This system shifts the focus from substantive duties (e.g., counselling a new mother) to procedural tasks (e.g., uploading a photo), destroying morale and eroding the culture of public service.
Consequences of the Surveillance-First Approach
Deepening Social Exclusion
The most vulnerable groups—the elderly, persons with disabilities, and remote rural populations—are the primary victims of technological failures, denying them their legal entitlements.
Violation of Privacy and Dignity
Mandating photographs of beneficiaries without their informed consent violates their dignity and directly challenges the Right to Privacy, which the K.S. Puttaswamy vs Union of India judgement (2017) affirmed as a fundamental right under Article 21.
Confusing Accountability with Responsibility
As highlighted by economists Jean Drèze and Amartya Sen, this approach enforces a mechanical form of accountability (performing pre-specified tasks under threat of penalty) while destroying the spirit of responsibility (an intrinsic motivation to serve the public good).
Way Forward
Strengthen Social Audits
Community-led social audits offer a more effective, democratic, and bottom-up accountability mechanism for welfare schemes than top-down surveillance.

** ITEMS **
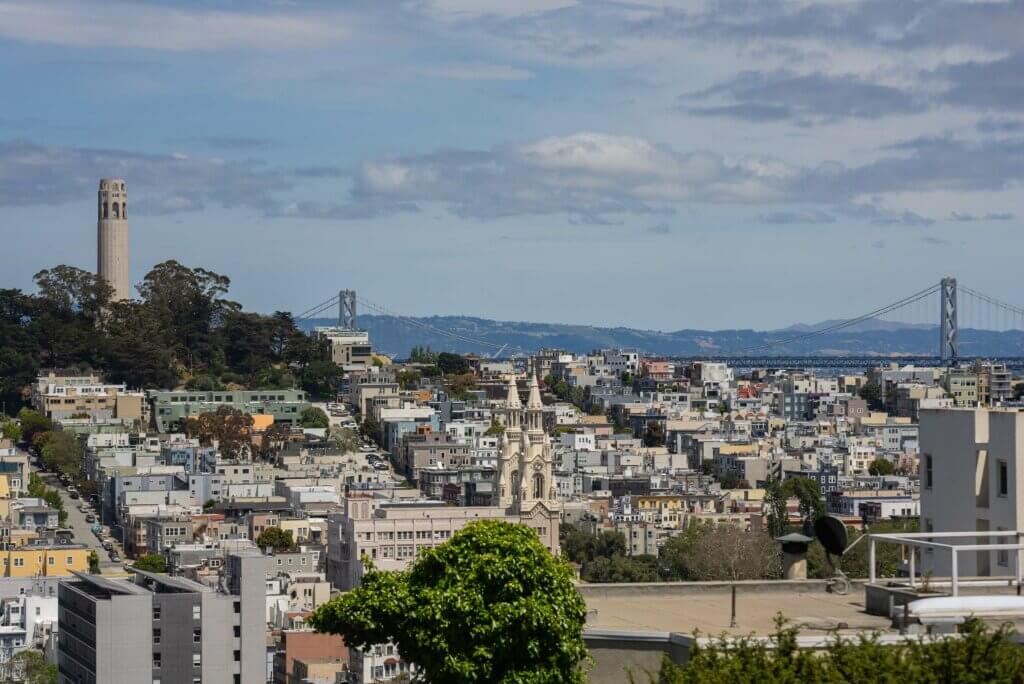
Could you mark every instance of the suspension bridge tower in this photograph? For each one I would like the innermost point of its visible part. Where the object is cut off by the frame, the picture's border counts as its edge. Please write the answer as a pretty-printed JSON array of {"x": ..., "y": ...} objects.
[{"x": 948, "y": 333}]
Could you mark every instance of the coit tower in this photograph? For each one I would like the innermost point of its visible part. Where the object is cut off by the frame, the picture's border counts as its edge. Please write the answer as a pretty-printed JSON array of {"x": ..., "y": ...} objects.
[{"x": 112, "y": 237}]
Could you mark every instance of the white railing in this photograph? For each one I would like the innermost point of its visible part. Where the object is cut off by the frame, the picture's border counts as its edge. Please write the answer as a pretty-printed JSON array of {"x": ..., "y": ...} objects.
[{"x": 925, "y": 541}]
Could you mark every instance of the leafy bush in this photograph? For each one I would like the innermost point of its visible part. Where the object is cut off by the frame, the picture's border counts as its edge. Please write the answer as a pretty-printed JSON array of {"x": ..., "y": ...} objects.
[
  {"x": 980, "y": 655},
  {"x": 489, "y": 606}
]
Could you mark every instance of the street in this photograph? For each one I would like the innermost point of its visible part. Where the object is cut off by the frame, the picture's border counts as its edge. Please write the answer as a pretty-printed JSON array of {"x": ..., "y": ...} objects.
[{"x": 82, "y": 529}]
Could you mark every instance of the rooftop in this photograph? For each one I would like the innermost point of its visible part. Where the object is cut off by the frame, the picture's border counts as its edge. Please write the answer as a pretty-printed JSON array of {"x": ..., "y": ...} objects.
[{"x": 685, "y": 607}]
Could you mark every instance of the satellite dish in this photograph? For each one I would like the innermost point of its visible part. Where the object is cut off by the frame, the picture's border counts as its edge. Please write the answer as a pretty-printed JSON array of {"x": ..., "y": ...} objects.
[{"x": 832, "y": 532}]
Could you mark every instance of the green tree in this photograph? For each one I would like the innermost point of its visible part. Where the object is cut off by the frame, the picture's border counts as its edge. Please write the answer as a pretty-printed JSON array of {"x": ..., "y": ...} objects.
[
  {"x": 33, "y": 423},
  {"x": 11, "y": 430},
  {"x": 723, "y": 552},
  {"x": 497, "y": 429},
  {"x": 151, "y": 562},
  {"x": 230, "y": 428},
  {"x": 62, "y": 452},
  {"x": 370, "y": 428},
  {"x": 980, "y": 655},
  {"x": 452, "y": 364},
  {"x": 491, "y": 605},
  {"x": 776, "y": 510},
  {"x": 345, "y": 439},
  {"x": 29, "y": 667},
  {"x": 314, "y": 418},
  {"x": 653, "y": 434},
  {"x": 808, "y": 493},
  {"x": 881, "y": 467},
  {"x": 276, "y": 539},
  {"x": 871, "y": 393}
]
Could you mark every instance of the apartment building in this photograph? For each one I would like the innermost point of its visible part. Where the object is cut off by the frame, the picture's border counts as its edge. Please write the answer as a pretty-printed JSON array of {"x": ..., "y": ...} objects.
[
  {"x": 60, "y": 394},
  {"x": 171, "y": 407},
  {"x": 972, "y": 478},
  {"x": 156, "y": 628}
]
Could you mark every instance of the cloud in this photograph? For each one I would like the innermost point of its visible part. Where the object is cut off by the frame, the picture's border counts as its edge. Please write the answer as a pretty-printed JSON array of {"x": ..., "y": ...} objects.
[
  {"x": 229, "y": 142},
  {"x": 999, "y": 126},
  {"x": 321, "y": 172},
  {"x": 600, "y": 175},
  {"x": 800, "y": 216},
  {"x": 961, "y": 217},
  {"x": 476, "y": 71},
  {"x": 171, "y": 204},
  {"x": 33, "y": 174},
  {"x": 987, "y": 85},
  {"x": 784, "y": 94},
  {"x": 122, "y": 25}
]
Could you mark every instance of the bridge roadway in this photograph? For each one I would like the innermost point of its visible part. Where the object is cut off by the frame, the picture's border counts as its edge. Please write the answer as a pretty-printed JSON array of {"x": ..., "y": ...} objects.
[{"x": 843, "y": 362}]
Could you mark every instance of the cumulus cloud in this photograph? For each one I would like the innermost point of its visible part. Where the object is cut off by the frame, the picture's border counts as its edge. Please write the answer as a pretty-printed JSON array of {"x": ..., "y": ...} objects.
[
  {"x": 105, "y": 25},
  {"x": 784, "y": 94},
  {"x": 962, "y": 217},
  {"x": 477, "y": 71},
  {"x": 799, "y": 216},
  {"x": 32, "y": 173}
]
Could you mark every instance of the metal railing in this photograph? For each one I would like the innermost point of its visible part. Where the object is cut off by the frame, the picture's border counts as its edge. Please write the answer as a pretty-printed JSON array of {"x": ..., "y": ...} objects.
[{"x": 925, "y": 541}]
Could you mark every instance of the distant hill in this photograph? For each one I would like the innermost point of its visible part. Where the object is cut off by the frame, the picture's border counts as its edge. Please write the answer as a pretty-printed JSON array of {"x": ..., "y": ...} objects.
[{"x": 397, "y": 336}]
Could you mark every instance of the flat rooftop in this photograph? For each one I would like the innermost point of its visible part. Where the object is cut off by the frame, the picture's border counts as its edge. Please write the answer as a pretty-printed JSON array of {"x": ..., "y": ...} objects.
[{"x": 685, "y": 607}]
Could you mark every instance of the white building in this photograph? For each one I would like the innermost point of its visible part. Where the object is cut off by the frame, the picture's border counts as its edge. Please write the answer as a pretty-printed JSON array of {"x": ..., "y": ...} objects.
[{"x": 972, "y": 479}]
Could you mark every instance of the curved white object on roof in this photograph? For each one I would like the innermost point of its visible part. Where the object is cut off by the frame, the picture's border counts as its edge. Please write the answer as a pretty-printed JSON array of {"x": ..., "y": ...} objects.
[{"x": 967, "y": 605}]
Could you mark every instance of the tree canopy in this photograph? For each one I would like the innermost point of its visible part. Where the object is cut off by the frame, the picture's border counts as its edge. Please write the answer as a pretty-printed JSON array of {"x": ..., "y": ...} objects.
[
  {"x": 276, "y": 539},
  {"x": 978, "y": 656},
  {"x": 881, "y": 467},
  {"x": 151, "y": 562},
  {"x": 492, "y": 605},
  {"x": 180, "y": 327},
  {"x": 314, "y": 418}
]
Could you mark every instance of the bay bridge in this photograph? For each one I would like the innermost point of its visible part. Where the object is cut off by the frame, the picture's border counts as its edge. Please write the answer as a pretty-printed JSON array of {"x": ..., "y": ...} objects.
[{"x": 945, "y": 307}]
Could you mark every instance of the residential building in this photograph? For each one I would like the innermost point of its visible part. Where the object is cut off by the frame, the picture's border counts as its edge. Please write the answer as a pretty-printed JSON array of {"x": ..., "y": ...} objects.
[{"x": 157, "y": 628}]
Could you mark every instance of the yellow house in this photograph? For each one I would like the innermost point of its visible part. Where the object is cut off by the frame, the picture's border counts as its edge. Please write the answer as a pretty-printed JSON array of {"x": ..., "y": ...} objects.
[
  {"x": 666, "y": 510},
  {"x": 49, "y": 561}
]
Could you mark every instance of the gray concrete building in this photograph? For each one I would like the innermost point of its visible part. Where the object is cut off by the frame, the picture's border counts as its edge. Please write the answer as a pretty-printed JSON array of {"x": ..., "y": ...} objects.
[
  {"x": 157, "y": 628},
  {"x": 112, "y": 237}
]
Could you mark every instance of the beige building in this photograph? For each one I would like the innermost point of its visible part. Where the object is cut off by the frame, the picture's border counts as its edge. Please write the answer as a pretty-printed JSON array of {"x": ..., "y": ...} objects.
[
  {"x": 59, "y": 395},
  {"x": 972, "y": 479},
  {"x": 112, "y": 237},
  {"x": 391, "y": 533}
]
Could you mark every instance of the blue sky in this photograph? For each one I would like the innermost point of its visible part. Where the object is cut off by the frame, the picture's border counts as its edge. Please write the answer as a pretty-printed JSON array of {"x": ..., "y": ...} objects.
[{"x": 707, "y": 164}]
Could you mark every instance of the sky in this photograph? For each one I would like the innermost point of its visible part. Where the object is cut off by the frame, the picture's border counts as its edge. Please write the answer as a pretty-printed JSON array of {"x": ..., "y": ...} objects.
[{"x": 662, "y": 165}]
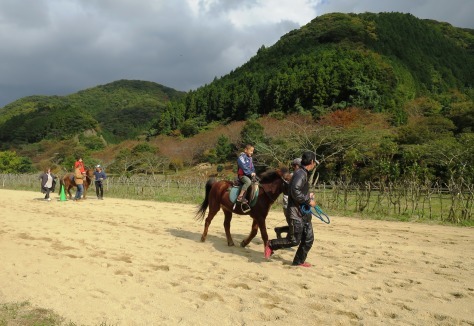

** REQUIREMENTS **
(A) From the text on the surveillance-first approach to welfare, repeat the part that opens with the words containing "Confusing Accountability with" and closes with "than top-down surveillance.".
(B) In the text on the surveillance-first approach to welfare, which judgement affirmed the Right to Privacy as a fundamental right under Article 21?
The lines are not needed for any of this work.

** TASK RESPONSES **
(A)
Confusing Accountability with Responsibility
As highlighted by economists Jean Drèze and Amartya Sen, this approach enforces a mechanical form of accountability (performing pre-specified tasks under threat of penalty) while destroying the spirit of responsibility (an intrinsic motivation to serve the public good).
Way Forward
Strengthen Social Audits
Community-led social audits offer a more effective, democratic, and bottom-up accountability mechanism for welfare schemes than top-down surveillance.

(B) K.S. Puttaswamy vs Union of India (2017)